──────── Text block ────────
My resilience is enhanced profoundly by having ducks, even, strangely enough, not counting the eggs. I’m a happier and more joyful person with ducks. My life is richer. If I find myself feeling discouraged or overwhelmed, I just go and sit with the ducks for a while. It seems to be impossible to stay depressed for very long when surrounded by a flock of foraging ducks.
Many people who want to produce their own eggs think of chickens automatically and never consider whether their needs might be better served by ducks. This is true even in the maritime Northwest, where ducks (but not chickens) can forage happily outdoors year-round. I encourage everyone who wants a home laying flock to start by fully considering the chicken versus duck issue.
Even with only a small suburban or urban yard, you may be able to keep a few laying ducks or chickens. Check with your local animal control officer and with neighborhood association rules. Portland and Eugene, Oregon, for example, will let you keep three hens or ducks. Corvallis, Oregon, will let you keep a flock as long as you keep them on your own land. I now live outside the Corvallis city limits. However, a neighborhood association’s rules apply. Our neighborhood association allows horses, cattle, sheep, and home poultry flocks, but not goats, pigs, or commercial poultry flocks.
For those interested in laying ducks, the definitive book is Storey’s Guide to Raising Ducks by Dave Holderread. For those who choose laying chickens, there are many possibilities.
The most ecologically well-adapted livestock for the maritime Northwest is the duck. The best-laying duck breeds lay better than the best-laying chicken breeds. Ducks can free-range year-round in our region. Ducks forage much more of their diets than chickens and eat a larger variety of natural foods common here. Ducks eat snails and slugs, and are better for yard and garden pest control. Ducks love our weather. (I should perhaps mention my biases. I’ve kept five breeds of chickens, two breeds of geese, and seven breeds of ducks. The ducks are my favorites, especially Ancona ducks, and at this point, I keep only a flock of thirty-two Ancona ducks. But I like chickens too.)
Many people who are allergic to chicken eggs can eat duck eggs. A few people are allergic to both. I have also run into occasional people who claim to have problems eating duck eggs who can eat chicken eggs, though this pattern seems to be rare. Ducks from the better-laying breeds and strains can lay well enough to earn their keep for years. Laying chickens are usually not producing economically beyond the second year.
Ducks are much easier to control than chickens. Ducks of laying breeds can be easily confined with a fence only 2 feet high (as long as they have food and water and their buddies with them). Most of the egg breeds of chickens can fly well enough to get over any fencing. Keeping them out of the garden or the eaves of the porch often requires wing-clipping every bird.
Ducks tend to lay eggs that are bigger than chicken eggs from a breed of equivalent size. Some dual-purpose duck breeds (such as Anconas) lay eggs that are very big for the size of the bird.
──────── Records supplied ────────
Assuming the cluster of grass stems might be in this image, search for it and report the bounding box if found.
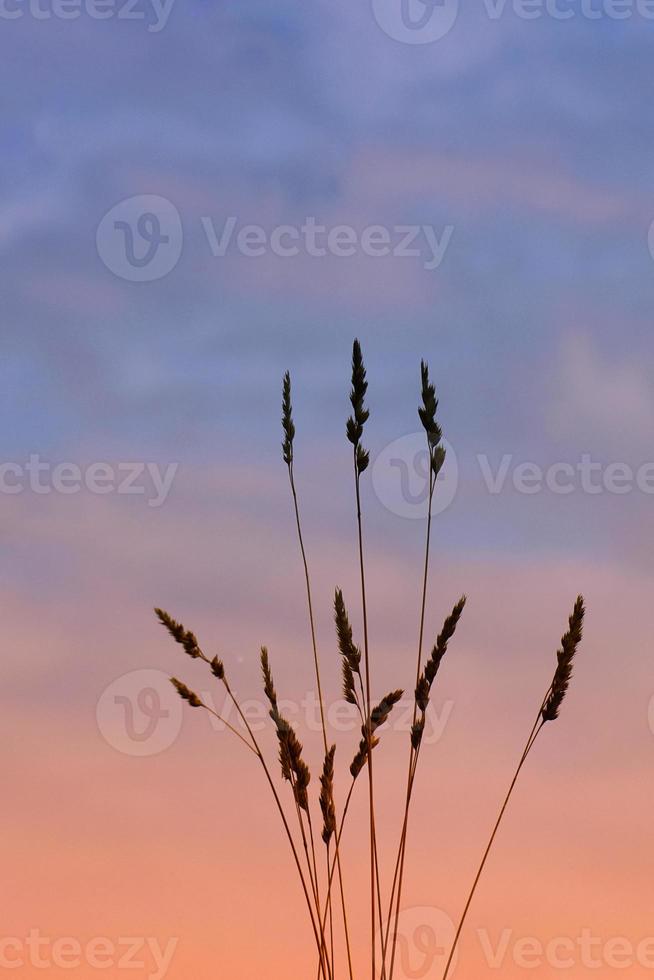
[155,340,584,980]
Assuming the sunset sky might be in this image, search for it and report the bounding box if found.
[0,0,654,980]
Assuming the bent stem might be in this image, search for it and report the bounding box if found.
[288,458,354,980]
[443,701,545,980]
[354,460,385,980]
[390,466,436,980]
────────
- **Work instructions**:
- A) In the passage on laying ducks, how high must a fence be to confine ducks of laying breeds?
- B) Reproduce the passage on laying ducks word for word, from "Many people who are" up to and including "the second year.".

- **Completed exercise**:
- A) Only 2 feet high, as long as they have food, water, and their buddies with them.

- B)
Many people who are allergic to chicken eggs can eat duck eggs. A few people are allergic to both. I have also run into occasional people who claim to have problems eating duck eggs who can eat chicken eggs, though this pattern seems to be rare. Ducks from the better-laying breeds and strains can lay well enough to earn their keep for years. Laying chickens are usually not producing economically beyond the second year.